-- Exercise input follows --

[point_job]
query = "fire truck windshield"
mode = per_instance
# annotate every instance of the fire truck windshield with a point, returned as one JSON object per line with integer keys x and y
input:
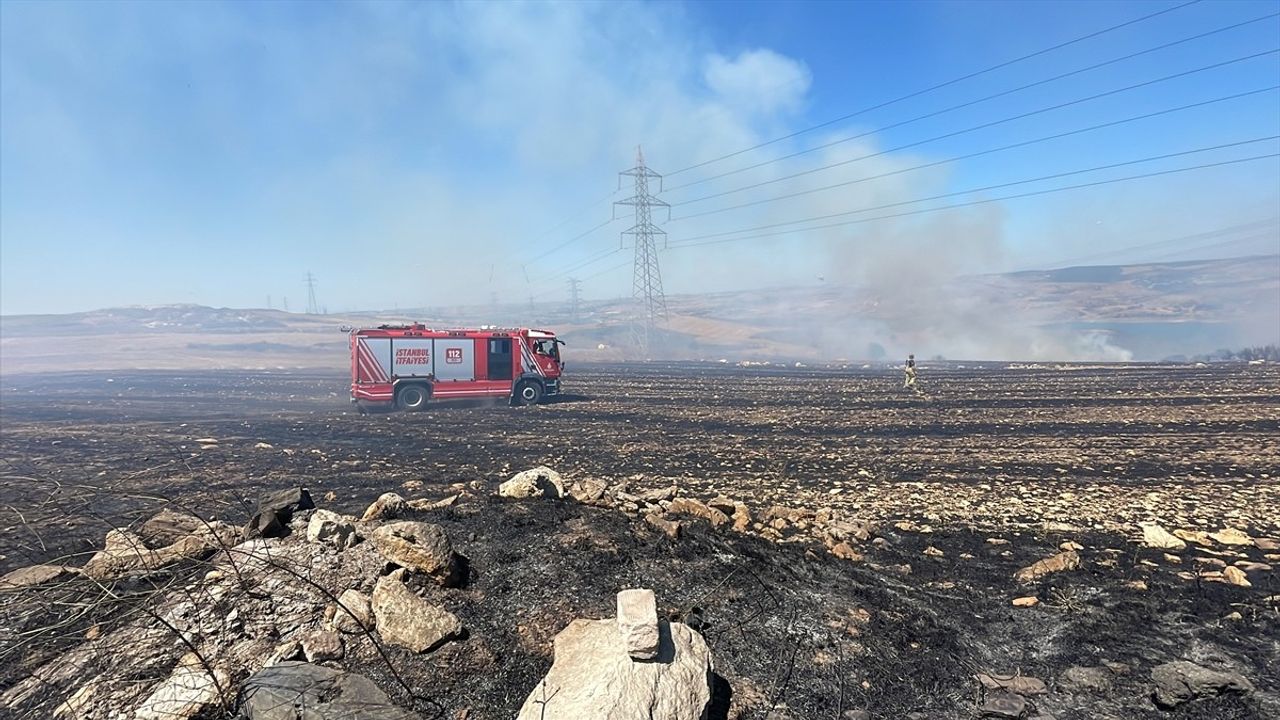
{"x": 547, "y": 347}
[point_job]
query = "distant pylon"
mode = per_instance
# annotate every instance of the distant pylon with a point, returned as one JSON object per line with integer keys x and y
{"x": 647, "y": 285}
{"x": 312, "y": 306}
{"x": 574, "y": 288}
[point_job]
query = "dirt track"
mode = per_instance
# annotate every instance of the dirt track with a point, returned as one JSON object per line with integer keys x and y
{"x": 1032, "y": 455}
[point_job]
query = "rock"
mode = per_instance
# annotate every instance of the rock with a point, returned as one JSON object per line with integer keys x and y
{"x": 388, "y": 506}
{"x": 407, "y": 620}
{"x": 690, "y": 506}
{"x": 1059, "y": 563}
{"x": 126, "y": 554}
{"x": 353, "y": 614}
{"x": 275, "y": 510}
{"x": 670, "y": 528}
{"x": 1004, "y": 705}
{"x": 594, "y": 677}
{"x": 589, "y": 491}
{"x": 1230, "y": 536}
{"x": 656, "y": 496}
{"x": 1198, "y": 537}
{"x": 1019, "y": 684}
{"x": 423, "y": 504}
{"x": 321, "y": 645}
{"x": 32, "y": 575}
{"x": 423, "y": 547}
{"x": 638, "y": 621}
{"x": 186, "y": 692}
{"x": 1086, "y": 679}
{"x": 539, "y": 482}
{"x": 1235, "y": 577}
{"x": 845, "y": 551}
{"x": 1155, "y": 536}
{"x": 1182, "y": 682}
{"x": 293, "y": 691}
{"x": 168, "y": 527}
{"x": 329, "y": 528}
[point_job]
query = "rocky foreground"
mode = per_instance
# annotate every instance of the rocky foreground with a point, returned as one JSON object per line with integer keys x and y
{"x": 558, "y": 598}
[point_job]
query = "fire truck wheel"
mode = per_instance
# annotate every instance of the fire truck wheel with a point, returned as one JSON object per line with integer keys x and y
{"x": 529, "y": 392}
{"x": 411, "y": 397}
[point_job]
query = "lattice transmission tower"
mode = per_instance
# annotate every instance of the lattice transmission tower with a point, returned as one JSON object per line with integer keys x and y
{"x": 650, "y": 304}
{"x": 312, "y": 306}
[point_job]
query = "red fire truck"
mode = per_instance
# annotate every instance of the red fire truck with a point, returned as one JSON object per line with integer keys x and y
{"x": 411, "y": 364}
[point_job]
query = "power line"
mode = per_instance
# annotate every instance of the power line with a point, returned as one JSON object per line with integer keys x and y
{"x": 931, "y": 89}
{"x": 984, "y": 188}
{"x": 970, "y": 155}
{"x": 983, "y": 126}
{"x": 647, "y": 282}
{"x": 979, "y": 201}
{"x": 823, "y": 146}
{"x": 1207, "y": 235}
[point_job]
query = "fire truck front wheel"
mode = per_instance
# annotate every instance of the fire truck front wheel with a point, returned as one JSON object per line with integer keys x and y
{"x": 528, "y": 392}
{"x": 412, "y": 397}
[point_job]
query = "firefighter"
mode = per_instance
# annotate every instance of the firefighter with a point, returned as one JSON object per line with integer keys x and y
{"x": 909, "y": 379}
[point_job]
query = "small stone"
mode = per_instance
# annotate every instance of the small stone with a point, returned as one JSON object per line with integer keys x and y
{"x": 1155, "y": 536}
{"x": 353, "y": 614}
{"x": 407, "y": 620}
{"x": 1234, "y": 575}
{"x": 388, "y": 506}
{"x": 321, "y": 645}
{"x": 1004, "y": 705}
{"x": 670, "y": 528}
{"x": 329, "y": 528}
{"x": 1059, "y": 563}
{"x": 638, "y": 623}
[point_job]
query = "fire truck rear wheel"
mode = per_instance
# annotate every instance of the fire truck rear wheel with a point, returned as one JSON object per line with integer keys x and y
{"x": 412, "y": 397}
{"x": 529, "y": 392}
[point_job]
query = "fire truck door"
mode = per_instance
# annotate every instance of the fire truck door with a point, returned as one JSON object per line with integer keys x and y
{"x": 499, "y": 359}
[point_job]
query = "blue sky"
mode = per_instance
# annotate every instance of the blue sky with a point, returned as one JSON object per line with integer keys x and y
{"x": 432, "y": 154}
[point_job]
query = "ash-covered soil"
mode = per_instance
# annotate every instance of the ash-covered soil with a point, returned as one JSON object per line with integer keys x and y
{"x": 1034, "y": 456}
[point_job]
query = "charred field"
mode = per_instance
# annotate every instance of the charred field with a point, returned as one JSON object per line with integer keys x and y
{"x": 996, "y": 469}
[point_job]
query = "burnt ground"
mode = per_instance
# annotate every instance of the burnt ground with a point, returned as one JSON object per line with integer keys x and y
{"x": 1032, "y": 455}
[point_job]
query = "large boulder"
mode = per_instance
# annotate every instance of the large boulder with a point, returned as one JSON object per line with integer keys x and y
{"x": 300, "y": 691}
{"x": 539, "y": 482}
{"x": 1182, "y": 682}
{"x": 594, "y": 677}
{"x": 407, "y": 620}
{"x": 423, "y": 547}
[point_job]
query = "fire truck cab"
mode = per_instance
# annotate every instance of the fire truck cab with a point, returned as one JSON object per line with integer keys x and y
{"x": 408, "y": 365}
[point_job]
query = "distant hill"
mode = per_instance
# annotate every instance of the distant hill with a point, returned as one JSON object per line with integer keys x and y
{"x": 1084, "y": 313}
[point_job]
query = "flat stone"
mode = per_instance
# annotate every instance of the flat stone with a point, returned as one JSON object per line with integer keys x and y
{"x": 420, "y": 546}
{"x": 321, "y": 645}
{"x": 1004, "y": 705}
{"x": 388, "y": 506}
{"x": 330, "y": 528}
{"x": 353, "y": 615}
{"x": 594, "y": 678}
{"x": 1182, "y": 682}
{"x": 407, "y": 620}
{"x": 301, "y": 691}
{"x": 539, "y": 482}
{"x": 1232, "y": 536}
{"x": 638, "y": 623}
{"x": 1155, "y": 536}
{"x": 188, "y": 689}
{"x": 1059, "y": 563}
{"x": 690, "y": 506}
{"x": 32, "y": 575}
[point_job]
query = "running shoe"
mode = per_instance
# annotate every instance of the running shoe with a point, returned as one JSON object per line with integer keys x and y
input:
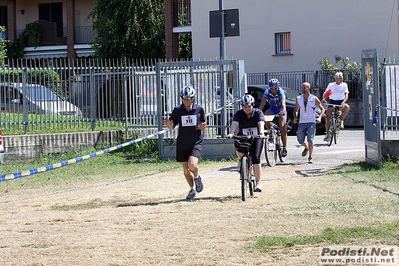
{"x": 191, "y": 194}
{"x": 258, "y": 187}
{"x": 198, "y": 184}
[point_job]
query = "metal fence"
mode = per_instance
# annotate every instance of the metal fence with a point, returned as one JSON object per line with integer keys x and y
{"x": 64, "y": 95}
{"x": 83, "y": 95}
{"x": 318, "y": 80}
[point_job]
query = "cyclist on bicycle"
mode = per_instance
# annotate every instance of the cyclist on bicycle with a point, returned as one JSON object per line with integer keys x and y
{"x": 338, "y": 93}
{"x": 276, "y": 97}
{"x": 250, "y": 121}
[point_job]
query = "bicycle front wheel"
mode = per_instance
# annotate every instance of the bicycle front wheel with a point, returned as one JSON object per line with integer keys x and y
{"x": 244, "y": 172}
{"x": 279, "y": 148}
{"x": 270, "y": 150}
{"x": 337, "y": 128}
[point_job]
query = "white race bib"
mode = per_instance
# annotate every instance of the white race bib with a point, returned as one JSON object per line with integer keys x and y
{"x": 189, "y": 120}
{"x": 252, "y": 131}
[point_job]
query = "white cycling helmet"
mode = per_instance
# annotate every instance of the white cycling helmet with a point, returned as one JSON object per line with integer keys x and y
{"x": 247, "y": 100}
{"x": 187, "y": 92}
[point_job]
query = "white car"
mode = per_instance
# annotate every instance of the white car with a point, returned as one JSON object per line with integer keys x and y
{"x": 39, "y": 99}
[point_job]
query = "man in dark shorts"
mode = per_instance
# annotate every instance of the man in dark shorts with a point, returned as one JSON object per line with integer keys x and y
{"x": 191, "y": 120}
{"x": 250, "y": 121}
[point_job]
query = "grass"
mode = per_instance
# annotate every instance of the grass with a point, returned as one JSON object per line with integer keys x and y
{"x": 387, "y": 233}
{"x": 129, "y": 162}
{"x": 384, "y": 179}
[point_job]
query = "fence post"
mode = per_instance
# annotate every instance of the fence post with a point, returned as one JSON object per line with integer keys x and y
{"x": 93, "y": 108}
{"x": 24, "y": 102}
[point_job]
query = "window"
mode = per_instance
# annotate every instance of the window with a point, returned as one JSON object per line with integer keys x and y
{"x": 283, "y": 43}
{"x": 52, "y": 12}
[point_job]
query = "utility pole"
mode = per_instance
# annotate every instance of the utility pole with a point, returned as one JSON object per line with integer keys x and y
{"x": 222, "y": 36}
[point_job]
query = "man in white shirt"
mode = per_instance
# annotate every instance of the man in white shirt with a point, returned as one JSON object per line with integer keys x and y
{"x": 337, "y": 92}
{"x": 306, "y": 104}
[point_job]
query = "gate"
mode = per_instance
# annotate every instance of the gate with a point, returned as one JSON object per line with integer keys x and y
{"x": 371, "y": 99}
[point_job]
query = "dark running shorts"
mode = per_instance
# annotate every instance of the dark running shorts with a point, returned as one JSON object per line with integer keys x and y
{"x": 183, "y": 155}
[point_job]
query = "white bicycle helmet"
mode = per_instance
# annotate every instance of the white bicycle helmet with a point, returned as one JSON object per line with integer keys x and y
{"x": 274, "y": 83}
{"x": 187, "y": 92}
{"x": 247, "y": 100}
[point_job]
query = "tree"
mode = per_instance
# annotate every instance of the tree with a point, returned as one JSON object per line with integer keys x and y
{"x": 129, "y": 28}
{"x": 3, "y": 49}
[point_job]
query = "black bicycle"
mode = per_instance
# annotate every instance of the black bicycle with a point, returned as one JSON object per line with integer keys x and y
{"x": 243, "y": 144}
{"x": 334, "y": 125}
{"x": 273, "y": 142}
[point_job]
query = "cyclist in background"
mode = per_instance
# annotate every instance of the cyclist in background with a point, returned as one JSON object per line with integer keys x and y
{"x": 338, "y": 93}
{"x": 191, "y": 120}
{"x": 276, "y": 97}
{"x": 250, "y": 121}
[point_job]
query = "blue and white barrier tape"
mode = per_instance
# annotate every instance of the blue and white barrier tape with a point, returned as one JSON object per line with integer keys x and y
{"x": 25, "y": 173}
{"x": 387, "y": 108}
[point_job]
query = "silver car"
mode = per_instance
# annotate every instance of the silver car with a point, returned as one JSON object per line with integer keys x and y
{"x": 38, "y": 98}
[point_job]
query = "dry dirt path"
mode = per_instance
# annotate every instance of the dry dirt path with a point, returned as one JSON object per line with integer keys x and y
{"x": 146, "y": 221}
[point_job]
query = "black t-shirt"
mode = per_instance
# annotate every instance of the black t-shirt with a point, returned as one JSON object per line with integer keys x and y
{"x": 247, "y": 126}
{"x": 188, "y": 121}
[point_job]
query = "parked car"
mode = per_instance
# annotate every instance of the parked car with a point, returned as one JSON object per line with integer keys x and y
{"x": 39, "y": 100}
{"x": 290, "y": 99}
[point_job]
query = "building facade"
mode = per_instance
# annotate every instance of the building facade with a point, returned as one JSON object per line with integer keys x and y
{"x": 293, "y": 35}
{"x": 67, "y": 30}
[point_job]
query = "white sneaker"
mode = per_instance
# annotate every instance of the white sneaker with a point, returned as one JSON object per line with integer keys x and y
{"x": 258, "y": 187}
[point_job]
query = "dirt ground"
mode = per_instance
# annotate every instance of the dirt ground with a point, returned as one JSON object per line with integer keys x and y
{"x": 147, "y": 221}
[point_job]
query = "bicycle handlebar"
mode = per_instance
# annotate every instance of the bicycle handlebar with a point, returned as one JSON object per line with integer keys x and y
{"x": 246, "y": 137}
{"x": 327, "y": 105}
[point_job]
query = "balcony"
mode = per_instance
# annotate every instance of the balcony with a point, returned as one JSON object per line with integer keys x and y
{"x": 58, "y": 36}
{"x": 181, "y": 13}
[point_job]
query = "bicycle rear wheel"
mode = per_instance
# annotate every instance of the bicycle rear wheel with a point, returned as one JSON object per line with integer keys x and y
{"x": 244, "y": 172}
{"x": 279, "y": 148}
{"x": 270, "y": 149}
{"x": 251, "y": 184}
{"x": 331, "y": 131}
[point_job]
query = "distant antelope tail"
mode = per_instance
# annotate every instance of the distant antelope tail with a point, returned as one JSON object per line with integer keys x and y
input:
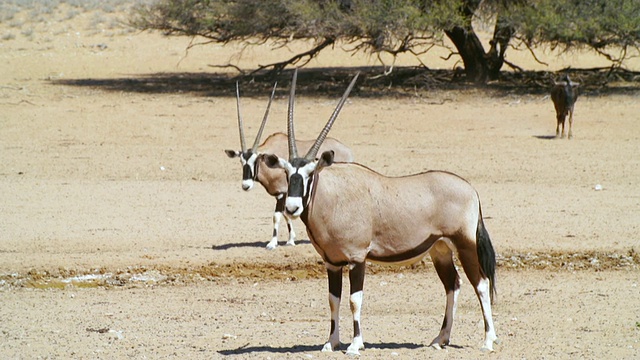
{"x": 486, "y": 255}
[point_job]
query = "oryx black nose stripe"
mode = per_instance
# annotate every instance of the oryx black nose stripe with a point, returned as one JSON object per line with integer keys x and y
{"x": 246, "y": 172}
{"x": 296, "y": 185}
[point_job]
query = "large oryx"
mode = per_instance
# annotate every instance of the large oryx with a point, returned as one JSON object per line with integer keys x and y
{"x": 354, "y": 215}
{"x": 564, "y": 96}
{"x": 274, "y": 181}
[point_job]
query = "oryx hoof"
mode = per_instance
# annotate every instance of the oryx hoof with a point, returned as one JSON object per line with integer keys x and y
{"x": 486, "y": 349}
{"x": 328, "y": 347}
{"x": 272, "y": 245}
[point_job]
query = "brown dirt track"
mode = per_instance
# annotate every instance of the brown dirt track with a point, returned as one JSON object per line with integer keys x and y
{"x": 124, "y": 232}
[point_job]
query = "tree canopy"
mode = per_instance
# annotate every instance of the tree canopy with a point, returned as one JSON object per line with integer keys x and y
{"x": 610, "y": 27}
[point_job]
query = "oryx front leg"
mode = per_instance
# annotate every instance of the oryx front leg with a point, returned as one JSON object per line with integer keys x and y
{"x": 356, "y": 281}
{"x": 470, "y": 263}
{"x": 334, "y": 275}
{"x": 442, "y": 257}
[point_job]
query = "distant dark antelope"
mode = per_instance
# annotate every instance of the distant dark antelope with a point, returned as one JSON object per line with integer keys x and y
{"x": 354, "y": 215}
{"x": 564, "y": 96}
{"x": 274, "y": 181}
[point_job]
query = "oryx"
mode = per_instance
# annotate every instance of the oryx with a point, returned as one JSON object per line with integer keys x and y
{"x": 564, "y": 96}
{"x": 354, "y": 215}
{"x": 274, "y": 181}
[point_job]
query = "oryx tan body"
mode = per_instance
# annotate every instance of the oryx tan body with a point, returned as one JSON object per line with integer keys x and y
{"x": 564, "y": 96}
{"x": 274, "y": 181}
{"x": 356, "y": 214}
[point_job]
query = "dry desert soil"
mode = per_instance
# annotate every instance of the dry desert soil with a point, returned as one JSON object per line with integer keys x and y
{"x": 124, "y": 231}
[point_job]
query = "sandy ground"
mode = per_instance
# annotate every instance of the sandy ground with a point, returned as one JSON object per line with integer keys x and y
{"x": 124, "y": 232}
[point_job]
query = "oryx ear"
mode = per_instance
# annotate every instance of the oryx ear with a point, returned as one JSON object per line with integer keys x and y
{"x": 326, "y": 159}
{"x": 232, "y": 153}
{"x": 272, "y": 161}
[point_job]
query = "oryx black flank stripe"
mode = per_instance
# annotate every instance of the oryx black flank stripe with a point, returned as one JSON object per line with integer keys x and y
{"x": 417, "y": 251}
{"x": 280, "y": 203}
{"x": 246, "y": 172}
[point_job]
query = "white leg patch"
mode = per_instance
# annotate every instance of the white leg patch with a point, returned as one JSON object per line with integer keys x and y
{"x": 485, "y": 302}
{"x": 277, "y": 216}
{"x": 334, "y": 337}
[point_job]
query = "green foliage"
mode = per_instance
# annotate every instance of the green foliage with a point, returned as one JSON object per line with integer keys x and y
{"x": 378, "y": 25}
{"x": 598, "y": 24}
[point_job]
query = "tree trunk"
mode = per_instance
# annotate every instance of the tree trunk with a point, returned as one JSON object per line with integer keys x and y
{"x": 472, "y": 53}
{"x": 479, "y": 66}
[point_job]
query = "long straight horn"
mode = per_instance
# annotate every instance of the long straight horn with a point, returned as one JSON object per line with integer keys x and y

-- Exercise input concluded --

- What is expected
Report only the number of lines in the records that include the word "horn".

- Response area
2